Task details:
Reproduce the lines below word for word, starting at the line that contains "of the thatched" and ending with the last line. Leave the pictures out of your answer.

Dataset lines on where objects are located:

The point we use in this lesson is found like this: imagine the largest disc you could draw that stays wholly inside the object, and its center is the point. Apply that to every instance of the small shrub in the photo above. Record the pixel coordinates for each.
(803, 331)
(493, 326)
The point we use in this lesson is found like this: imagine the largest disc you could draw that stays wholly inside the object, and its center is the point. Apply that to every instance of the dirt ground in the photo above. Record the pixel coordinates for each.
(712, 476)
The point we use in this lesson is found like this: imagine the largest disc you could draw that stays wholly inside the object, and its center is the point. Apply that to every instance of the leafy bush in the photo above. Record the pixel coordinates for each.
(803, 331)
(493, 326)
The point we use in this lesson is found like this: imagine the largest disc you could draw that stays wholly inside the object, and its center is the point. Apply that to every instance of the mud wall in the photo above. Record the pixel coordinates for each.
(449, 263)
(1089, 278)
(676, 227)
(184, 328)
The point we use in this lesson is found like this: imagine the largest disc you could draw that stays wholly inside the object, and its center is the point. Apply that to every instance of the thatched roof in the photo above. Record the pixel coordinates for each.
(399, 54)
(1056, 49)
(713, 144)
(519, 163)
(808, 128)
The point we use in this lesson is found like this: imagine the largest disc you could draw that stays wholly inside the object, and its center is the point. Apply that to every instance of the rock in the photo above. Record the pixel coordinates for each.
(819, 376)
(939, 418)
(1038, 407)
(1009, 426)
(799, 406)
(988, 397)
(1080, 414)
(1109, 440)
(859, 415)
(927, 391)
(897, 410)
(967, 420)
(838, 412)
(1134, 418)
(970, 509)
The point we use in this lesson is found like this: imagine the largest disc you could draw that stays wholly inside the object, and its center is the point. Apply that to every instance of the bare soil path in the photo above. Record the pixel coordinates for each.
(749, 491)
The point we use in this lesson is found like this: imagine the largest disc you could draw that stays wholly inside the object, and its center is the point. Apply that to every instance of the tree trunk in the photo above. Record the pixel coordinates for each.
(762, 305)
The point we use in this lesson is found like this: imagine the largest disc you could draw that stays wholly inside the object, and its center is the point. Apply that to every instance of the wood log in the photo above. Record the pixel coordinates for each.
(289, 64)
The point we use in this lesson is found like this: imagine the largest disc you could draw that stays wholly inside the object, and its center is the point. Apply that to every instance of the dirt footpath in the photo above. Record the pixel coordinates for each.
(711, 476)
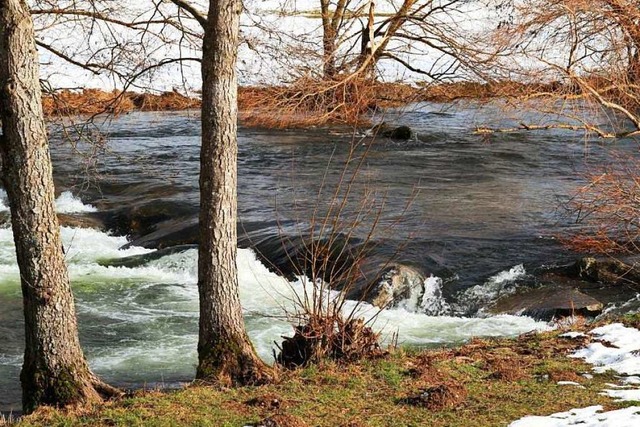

Answer to the problem:
The point we use in this lesson is found like this: imagine the largest disc you could draw that stays wholly inside the object, and its center is the point. Apply that to every instance of the thatched roof in the photo above. Record the pixel coordinates for each.
(399, 54)
(1056, 49)
(713, 144)
(519, 163)
(808, 128)
The point we use in this lesson is found like this: imagine the largest disc you could draw that stays wholly inside the object, and its center is the point. Apply that to every instance of the rock in the photo above. Record the pixel coordinates for each.
(819, 376)
(939, 418)
(1038, 407)
(1009, 426)
(799, 406)
(988, 397)
(1080, 414)
(1109, 440)
(859, 415)
(927, 391)
(897, 410)
(967, 420)
(838, 412)
(1134, 418)
(970, 509)
The point we use in this lesson is found like this: imagine the largest disc you could draw that stays wholly inside the object, and its center is the point. Apply that to every instance of the bare soil path in the photo above. Record the pixel coordinates for each.
(749, 491)
The point we use in this lesson is found like this: imagine the largest disc you could draw that stays wholly inside the object, and its center is the point. Apply that to every instance of the tree trunk in the photo above. Record the pixel coordinates for each.
(762, 305)
The point we use in this lesson is found like this: imagine the largest disc you could draw that stays wholly inside the object, and its center is the point. Apply that to every instance of the wood log in the photo above. Record the pixel coordinates for each.
(289, 64)
The point we use in this lesson is found like this: imagine the largest disc you could draw that stays wholly inside the object, and its center is the point. Apply that to every instance of the dirt footpath in the photo above. Record the pixel coordinates for each.
(711, 476)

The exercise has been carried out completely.